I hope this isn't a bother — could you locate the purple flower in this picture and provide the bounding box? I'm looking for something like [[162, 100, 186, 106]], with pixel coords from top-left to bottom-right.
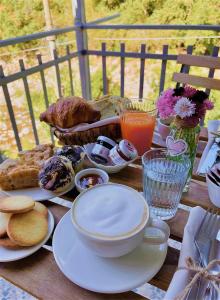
[[183, 85, 197, 98], [203, 99, 214, 110]]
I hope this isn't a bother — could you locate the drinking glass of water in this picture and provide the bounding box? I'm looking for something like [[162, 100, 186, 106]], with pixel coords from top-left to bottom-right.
[[142, 149, 190, 220]]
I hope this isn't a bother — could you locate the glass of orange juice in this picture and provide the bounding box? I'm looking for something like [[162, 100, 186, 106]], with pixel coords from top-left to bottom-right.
[[120, 99, 157, 156]]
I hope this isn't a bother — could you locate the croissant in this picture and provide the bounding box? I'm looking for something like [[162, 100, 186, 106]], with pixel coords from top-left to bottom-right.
[[40, 97, 101, 128]]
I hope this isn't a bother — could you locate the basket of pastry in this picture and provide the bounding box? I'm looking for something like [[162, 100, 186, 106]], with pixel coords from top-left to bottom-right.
[[40, 96, 128, 145]]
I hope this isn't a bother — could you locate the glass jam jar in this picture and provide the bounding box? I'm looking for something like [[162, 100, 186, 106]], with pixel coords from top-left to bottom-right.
[[109, 140, 137, 165], [91, 136, 116, 164]]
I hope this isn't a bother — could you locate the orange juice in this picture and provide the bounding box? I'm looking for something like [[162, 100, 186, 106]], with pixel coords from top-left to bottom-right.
[[121, 111, 156, 155]]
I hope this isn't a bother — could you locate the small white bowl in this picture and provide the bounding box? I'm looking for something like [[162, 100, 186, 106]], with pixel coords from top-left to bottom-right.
[[206, 175, 220, 208], [75, 168, 109, 193], [84, 143, 137, 174]]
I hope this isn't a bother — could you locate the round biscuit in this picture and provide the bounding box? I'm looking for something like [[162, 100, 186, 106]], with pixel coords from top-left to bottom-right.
[[0, 196, 34, 214], [7, 210, 48, 246], [33, 202, 48, 217], [0, 212, 11, 238]]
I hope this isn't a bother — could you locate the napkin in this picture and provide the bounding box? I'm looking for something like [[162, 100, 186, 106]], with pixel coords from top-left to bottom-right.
[[197, 120, 220, 174], [164, 206, 220, 300]]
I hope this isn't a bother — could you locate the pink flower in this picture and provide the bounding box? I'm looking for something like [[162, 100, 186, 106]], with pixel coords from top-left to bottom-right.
[[183, 85, 197, 98], [157, 89, 180, 119], [174, 97, 196, 119], [203, 99, 214, 110]]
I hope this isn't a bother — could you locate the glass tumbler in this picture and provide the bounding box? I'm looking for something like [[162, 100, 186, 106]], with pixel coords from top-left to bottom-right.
[[142, 149, 190, 220]]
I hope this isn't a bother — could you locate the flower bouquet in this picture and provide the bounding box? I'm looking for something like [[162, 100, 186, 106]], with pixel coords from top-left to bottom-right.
[[157, 85, 214, 190]]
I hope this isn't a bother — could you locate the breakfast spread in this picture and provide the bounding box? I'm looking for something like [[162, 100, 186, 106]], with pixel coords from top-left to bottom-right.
[[55, 146, 85, 172], [0, 196, 48, 249], [39, 155, 75, 193], [0, 144, 53, 190], [91, 136, 116, 164], [109, 140, 138, 165], [79, 174, 104, 189], [40, 97, 101, 128], [87, 136, 138, 166]]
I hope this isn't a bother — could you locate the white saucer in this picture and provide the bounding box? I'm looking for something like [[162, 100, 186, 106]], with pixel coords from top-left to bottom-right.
[[53, 212, 167, 293], [0, 210, 54, 262], [1, 182, 75, 201]]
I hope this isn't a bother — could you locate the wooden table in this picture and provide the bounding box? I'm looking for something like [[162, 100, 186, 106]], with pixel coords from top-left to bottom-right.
[[0, 129, 218, 300]]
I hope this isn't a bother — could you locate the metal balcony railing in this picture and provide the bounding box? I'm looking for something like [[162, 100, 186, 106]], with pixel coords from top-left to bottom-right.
[[0, 0, 220, 151]]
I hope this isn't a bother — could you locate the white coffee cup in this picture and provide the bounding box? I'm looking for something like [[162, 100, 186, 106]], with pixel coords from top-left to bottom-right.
[[71, 183, 170, 257]]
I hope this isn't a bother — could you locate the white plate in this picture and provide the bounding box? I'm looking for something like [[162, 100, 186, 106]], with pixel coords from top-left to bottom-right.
[[1, 182, 75, 201], [53, 212, 167, 293], [84, 143, 137, 174], [0, 210, 54, 262]]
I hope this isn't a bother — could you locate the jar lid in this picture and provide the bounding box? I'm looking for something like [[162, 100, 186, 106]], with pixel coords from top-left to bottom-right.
[[119, 140, 138, 159], [97, 135, 116, 147]]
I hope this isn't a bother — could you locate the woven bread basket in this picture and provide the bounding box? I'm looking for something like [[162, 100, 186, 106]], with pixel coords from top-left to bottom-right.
[[52, 124, 121, 146], [52, 95, 130, 146]]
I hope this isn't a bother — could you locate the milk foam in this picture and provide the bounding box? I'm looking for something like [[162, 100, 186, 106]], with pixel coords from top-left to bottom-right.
[[74, 185, 147, 237]]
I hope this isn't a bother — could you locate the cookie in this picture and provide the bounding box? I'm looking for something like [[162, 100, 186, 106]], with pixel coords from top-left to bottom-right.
[[33, 202, 47, 217], [0, 196, 34, 214], [0, 237, 20, 249], [7, 210, 48, 246], [0, 212, 11, 238]]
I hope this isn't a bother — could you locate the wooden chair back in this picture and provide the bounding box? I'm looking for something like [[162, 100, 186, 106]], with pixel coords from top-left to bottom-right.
[[173, 54, 220, 90]]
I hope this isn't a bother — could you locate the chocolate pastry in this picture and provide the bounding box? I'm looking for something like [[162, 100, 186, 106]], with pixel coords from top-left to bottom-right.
[[40, 97, 101, 128], [56, 146, 85, 170], [39, 155, 75, 193]]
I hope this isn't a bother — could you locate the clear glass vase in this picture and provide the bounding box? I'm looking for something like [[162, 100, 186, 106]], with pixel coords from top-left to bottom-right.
[[170, 122, 200, 192]]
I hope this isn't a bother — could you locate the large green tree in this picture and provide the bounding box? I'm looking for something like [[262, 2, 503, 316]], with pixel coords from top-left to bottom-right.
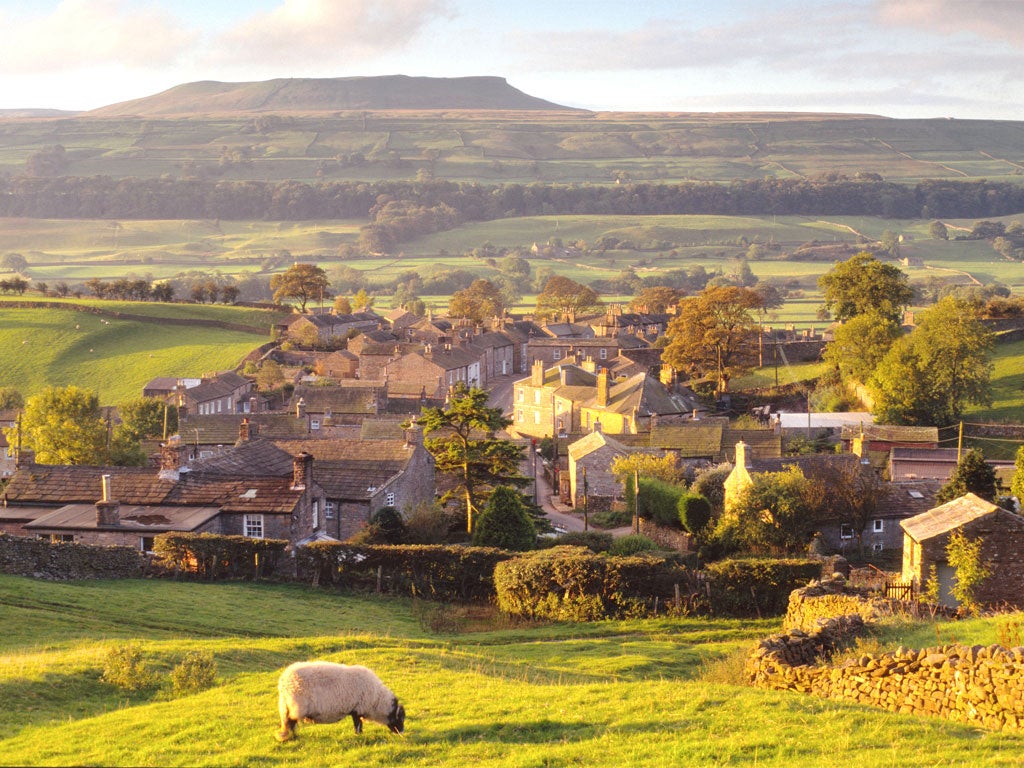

What you will do
Edit the entries from the line that contains "locate the clear" through the end of the entries, changing "large" to "tall" and leaving everything else as it is. Leave the pictures out of your answer.

Written response
I hope this isn't a bother — could you locate the clear glass vase in this picture and provide the bounding box? I'm looking for something like [[162, 100, 186, 106]], with pixel coords from top-left to bottom-right.
[[170, 122, 200, 192]]
I hope this isn't a bother — could you locate the tall green tree in this picture and provide the bounding box? I'm looking for something like [[262, 2, 503, 316]], with pixel coords from top-left to bottom-right.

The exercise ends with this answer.